(Exercise input):
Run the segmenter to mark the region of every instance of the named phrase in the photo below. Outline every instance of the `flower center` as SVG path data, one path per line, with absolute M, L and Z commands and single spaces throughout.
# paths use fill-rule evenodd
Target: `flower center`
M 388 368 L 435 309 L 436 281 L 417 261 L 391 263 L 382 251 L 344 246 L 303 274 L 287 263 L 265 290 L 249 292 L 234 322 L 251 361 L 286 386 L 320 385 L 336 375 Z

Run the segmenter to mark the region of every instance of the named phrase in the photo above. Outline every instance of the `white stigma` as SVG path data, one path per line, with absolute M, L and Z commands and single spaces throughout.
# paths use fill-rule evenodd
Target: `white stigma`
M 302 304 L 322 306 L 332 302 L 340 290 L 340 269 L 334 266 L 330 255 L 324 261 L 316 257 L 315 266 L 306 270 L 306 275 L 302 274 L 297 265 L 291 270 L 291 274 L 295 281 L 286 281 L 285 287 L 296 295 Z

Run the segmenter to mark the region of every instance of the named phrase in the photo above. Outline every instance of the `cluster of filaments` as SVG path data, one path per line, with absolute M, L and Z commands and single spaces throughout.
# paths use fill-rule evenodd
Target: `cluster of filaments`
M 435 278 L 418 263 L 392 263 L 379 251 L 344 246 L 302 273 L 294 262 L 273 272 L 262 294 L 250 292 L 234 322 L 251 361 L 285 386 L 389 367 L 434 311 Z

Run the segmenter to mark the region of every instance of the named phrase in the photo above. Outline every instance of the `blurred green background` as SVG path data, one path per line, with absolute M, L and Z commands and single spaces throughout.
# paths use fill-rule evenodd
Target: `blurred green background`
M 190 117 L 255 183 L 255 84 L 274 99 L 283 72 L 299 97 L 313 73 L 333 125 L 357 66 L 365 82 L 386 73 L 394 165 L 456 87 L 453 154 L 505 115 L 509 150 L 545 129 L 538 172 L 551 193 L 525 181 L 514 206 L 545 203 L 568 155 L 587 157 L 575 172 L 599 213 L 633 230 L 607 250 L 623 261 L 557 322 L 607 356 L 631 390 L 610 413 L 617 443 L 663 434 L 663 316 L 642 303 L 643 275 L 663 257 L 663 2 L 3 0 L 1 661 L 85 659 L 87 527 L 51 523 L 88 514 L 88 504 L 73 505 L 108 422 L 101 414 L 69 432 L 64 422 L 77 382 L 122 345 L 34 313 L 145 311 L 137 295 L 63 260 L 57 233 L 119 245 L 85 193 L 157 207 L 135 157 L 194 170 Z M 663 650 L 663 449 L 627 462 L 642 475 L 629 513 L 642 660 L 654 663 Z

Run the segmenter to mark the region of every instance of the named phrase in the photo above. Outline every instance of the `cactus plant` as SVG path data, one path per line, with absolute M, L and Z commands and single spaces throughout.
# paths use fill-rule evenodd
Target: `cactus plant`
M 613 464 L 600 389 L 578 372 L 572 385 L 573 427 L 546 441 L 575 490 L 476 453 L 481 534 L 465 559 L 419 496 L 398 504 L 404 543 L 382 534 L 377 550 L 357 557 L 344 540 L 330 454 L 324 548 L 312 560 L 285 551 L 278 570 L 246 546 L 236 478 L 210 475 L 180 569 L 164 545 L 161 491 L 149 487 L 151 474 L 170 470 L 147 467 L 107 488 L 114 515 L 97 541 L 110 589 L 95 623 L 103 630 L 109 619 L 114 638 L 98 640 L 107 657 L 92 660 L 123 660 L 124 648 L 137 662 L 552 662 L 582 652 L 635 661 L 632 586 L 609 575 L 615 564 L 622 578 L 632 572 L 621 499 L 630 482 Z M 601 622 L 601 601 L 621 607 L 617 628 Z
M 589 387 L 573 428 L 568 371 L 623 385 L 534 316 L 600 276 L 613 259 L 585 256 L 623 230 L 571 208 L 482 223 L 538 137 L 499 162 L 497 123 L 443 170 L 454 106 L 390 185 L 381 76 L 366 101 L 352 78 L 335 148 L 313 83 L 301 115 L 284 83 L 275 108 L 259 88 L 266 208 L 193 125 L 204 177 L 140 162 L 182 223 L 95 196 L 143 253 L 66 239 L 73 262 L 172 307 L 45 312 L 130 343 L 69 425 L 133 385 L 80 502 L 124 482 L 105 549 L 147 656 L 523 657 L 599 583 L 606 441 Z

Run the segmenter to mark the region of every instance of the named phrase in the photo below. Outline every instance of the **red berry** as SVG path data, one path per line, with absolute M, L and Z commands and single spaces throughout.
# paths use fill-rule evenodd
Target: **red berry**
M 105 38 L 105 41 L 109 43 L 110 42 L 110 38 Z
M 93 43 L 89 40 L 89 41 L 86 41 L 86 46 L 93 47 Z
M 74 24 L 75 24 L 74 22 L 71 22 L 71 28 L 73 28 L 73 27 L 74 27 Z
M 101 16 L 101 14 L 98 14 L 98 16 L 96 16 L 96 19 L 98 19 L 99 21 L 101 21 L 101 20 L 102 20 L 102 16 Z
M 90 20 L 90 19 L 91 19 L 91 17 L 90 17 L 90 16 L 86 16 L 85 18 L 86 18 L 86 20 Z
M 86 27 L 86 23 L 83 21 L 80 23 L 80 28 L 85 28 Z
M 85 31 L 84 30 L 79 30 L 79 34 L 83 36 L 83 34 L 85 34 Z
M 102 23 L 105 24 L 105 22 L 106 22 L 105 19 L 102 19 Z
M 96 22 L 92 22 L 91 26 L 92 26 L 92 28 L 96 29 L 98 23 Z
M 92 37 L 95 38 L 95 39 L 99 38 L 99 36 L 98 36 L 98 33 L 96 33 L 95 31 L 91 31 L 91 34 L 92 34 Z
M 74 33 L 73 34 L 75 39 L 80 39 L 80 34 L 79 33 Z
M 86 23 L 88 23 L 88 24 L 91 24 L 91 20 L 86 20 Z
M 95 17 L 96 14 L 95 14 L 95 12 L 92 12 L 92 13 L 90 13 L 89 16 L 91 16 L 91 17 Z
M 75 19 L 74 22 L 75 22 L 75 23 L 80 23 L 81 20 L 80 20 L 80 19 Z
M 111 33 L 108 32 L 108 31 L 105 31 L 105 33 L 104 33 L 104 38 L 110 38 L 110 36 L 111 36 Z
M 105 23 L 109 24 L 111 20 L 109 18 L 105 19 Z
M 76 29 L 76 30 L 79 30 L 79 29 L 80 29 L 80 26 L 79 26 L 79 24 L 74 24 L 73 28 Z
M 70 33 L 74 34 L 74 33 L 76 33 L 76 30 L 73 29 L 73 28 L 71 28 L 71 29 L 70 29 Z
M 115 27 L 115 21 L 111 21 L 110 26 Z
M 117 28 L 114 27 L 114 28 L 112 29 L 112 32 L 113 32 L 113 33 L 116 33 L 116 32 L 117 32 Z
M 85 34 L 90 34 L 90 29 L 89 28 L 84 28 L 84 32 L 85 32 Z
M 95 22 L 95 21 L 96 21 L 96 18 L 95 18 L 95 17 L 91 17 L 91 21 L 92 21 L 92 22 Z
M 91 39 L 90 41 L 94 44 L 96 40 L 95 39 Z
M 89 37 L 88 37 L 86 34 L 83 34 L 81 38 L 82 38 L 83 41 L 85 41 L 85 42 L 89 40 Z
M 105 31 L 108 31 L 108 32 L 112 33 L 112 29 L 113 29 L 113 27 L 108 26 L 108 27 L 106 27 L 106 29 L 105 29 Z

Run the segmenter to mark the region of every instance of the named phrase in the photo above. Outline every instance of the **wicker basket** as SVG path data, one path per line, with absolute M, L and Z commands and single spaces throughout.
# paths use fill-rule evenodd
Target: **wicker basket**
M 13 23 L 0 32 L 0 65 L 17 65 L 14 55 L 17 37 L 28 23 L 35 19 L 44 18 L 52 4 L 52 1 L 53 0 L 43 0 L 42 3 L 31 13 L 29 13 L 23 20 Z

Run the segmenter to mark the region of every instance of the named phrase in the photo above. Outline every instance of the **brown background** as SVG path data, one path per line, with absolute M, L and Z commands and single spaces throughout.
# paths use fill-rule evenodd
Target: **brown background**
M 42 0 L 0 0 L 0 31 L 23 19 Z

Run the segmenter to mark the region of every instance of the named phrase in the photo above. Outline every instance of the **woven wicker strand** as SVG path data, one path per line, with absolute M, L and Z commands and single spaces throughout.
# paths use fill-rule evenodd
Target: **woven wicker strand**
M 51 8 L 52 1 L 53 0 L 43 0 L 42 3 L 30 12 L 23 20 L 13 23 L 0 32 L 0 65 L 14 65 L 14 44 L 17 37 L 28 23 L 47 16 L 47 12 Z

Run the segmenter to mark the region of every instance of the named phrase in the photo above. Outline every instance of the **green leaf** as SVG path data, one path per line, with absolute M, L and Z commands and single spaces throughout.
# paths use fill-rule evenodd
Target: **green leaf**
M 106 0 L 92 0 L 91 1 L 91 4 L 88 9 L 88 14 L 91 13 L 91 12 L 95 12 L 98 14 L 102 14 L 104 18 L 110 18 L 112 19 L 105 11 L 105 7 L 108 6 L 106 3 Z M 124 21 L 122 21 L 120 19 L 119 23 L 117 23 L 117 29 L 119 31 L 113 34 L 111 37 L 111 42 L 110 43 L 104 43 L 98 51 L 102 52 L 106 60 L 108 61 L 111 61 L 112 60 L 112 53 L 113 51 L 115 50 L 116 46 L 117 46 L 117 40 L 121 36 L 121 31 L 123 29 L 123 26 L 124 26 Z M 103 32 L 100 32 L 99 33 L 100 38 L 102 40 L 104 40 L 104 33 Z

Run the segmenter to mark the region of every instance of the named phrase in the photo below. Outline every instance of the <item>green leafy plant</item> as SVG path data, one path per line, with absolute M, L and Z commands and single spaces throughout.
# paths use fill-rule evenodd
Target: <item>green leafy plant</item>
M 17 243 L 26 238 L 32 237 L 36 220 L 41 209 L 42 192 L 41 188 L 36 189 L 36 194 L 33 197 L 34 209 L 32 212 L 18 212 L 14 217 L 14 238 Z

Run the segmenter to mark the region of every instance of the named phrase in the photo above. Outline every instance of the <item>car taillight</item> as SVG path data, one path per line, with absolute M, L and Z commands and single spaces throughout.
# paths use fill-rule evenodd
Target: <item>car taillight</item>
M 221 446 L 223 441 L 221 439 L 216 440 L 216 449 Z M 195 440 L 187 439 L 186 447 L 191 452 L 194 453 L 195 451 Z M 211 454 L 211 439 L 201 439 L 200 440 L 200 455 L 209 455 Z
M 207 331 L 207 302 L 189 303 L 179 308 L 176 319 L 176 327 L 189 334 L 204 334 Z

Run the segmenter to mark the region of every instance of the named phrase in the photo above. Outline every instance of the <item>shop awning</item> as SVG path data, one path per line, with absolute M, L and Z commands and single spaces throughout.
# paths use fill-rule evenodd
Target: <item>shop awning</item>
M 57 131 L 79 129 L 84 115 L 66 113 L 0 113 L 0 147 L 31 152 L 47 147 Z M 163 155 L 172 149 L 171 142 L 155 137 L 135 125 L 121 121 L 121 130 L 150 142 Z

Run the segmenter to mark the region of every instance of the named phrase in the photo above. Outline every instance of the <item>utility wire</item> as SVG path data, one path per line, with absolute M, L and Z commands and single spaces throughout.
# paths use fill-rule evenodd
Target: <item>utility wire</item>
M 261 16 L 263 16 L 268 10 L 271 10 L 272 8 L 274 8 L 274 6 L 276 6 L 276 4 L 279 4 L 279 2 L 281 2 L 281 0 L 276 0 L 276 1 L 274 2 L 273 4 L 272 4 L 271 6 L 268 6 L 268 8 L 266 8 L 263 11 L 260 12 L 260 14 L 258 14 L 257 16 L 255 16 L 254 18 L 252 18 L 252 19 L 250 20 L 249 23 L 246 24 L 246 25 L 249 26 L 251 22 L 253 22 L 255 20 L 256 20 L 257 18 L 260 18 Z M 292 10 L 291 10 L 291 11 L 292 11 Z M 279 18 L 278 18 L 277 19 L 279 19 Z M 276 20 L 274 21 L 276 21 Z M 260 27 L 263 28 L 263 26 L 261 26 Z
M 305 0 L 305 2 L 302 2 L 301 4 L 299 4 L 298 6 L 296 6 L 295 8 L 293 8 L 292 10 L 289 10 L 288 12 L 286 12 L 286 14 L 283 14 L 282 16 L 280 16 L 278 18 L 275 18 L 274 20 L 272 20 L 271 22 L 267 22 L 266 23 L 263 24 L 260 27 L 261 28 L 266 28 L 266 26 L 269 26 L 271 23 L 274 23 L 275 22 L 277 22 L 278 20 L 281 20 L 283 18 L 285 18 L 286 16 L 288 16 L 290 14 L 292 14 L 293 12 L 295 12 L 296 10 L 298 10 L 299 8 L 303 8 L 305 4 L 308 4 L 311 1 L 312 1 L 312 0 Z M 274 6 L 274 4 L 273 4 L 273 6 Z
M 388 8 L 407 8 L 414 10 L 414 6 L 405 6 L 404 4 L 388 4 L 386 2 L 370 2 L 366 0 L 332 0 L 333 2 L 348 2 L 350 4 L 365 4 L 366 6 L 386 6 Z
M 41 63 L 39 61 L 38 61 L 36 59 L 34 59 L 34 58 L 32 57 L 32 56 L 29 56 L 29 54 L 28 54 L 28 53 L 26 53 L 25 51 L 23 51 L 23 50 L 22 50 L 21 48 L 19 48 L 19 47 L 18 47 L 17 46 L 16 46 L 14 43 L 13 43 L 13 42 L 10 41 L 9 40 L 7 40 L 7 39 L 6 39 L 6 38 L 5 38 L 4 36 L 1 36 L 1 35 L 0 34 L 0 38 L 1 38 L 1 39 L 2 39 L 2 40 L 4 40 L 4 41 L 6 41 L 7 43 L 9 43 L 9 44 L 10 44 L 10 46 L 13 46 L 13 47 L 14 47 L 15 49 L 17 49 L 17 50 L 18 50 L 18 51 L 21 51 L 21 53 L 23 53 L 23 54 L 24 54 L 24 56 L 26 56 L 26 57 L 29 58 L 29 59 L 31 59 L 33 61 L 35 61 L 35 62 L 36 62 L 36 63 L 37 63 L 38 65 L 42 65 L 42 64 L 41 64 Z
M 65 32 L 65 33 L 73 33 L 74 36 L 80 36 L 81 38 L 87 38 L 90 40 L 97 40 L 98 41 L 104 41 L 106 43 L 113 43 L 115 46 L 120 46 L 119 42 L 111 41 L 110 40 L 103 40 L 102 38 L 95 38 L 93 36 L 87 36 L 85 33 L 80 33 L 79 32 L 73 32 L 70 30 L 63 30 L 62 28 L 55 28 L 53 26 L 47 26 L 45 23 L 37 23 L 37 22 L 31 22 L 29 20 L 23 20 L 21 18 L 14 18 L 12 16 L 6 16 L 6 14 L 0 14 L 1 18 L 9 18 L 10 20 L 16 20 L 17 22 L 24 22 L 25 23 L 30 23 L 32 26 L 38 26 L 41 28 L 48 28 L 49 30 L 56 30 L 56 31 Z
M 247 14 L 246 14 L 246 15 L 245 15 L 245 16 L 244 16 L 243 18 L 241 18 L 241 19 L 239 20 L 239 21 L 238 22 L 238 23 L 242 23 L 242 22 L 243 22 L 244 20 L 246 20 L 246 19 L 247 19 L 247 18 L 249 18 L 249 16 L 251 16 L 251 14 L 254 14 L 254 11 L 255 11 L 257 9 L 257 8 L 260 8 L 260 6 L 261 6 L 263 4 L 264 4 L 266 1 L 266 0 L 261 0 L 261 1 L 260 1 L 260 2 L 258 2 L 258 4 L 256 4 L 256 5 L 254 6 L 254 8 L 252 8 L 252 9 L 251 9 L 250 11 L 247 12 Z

(What the task requires): Copy the lines from the line with "of the <item>utility" up to and including the line with "M 388 8 L 407" verbatim.

(Reply to the task):
Run the segmenter to mark the region of every instance of the named phrase in the photo above. Outline every instance of the <item>utility wire</item> as SVG path data, one path per line, with absolute M, L and Z commands and single spaces throughout.
# paths use fill-rule evenodd
Target: <item>utility wire</item>
M 261 16 L 263 16 L 268 10 L 271 10 L 272 8 L 274 8 L 274 6 L 276 6 L 276 4 L 279 4 L 279 2 L 281 2 L 281 0 L 276 0 L 276 1 L 274 2 L 273 4 L 272 4 L 271 6 L 268 6 L 268 8 L 266 8 L 263 11 L 260 12 L 260 14 L 258 14 L 257 16 L 255 16 L 254 18 L 252 18 L 252 19 L 250 20 L 249 23 L 246 24 L 246 25 L 249 26 L 251 22 L 253 22 L 255 20 L 256 20 L 257 18 L 260 18 Z M 292 10 L 291 10 L 291 11 L 292 11 Z M 279 18 L 278 18 L 277 19 L 279 19 Z M 276 20 L 274 21 L 276 21 Z M 260 27 L 263 28 L 263 26 L 261 26 Z
M 305 0 L 305 2 L 302 2 L 301 4 L 299 4 L 298 6 L 296 6 L 295 8 L 293 8 L 292 10 L 289 10 L 288 12 L 286 12 L 286 14 L 283 14 L 282 16 L 280 16 L 278 18 L 275 18 L 274 20 L 272 20 L 271 22 L 267 22 L 266 23 L 263 24 L 260 27 L 261 28 L 266 28 L 266 26 L 269 26 L 271 23 L 274 23 L 275 22 L 277 22 L 278 20 L 281 20 L 283 18 L 285 18 L 286 16 L 288 16 L 290 14 L 292 14 L 293 12 L 295 12 L 296 10 L 298 10 L 299 8 L 303 8 L 305 4 L 308 4 L 311 1 L 312 1 L 312 0 Z M 274 6 L 274 4 L 273 4 L 273 6 Z
M 388 8 L 407 8 L 414 10 L 414 6 L 405 6 L 404 4 L 388 4 L 386 2 L 370 2 L 366 0 L 332 0 L 333 2 L 348 2 L 350 4 L 365 4 L 366 6 L 386 6 Z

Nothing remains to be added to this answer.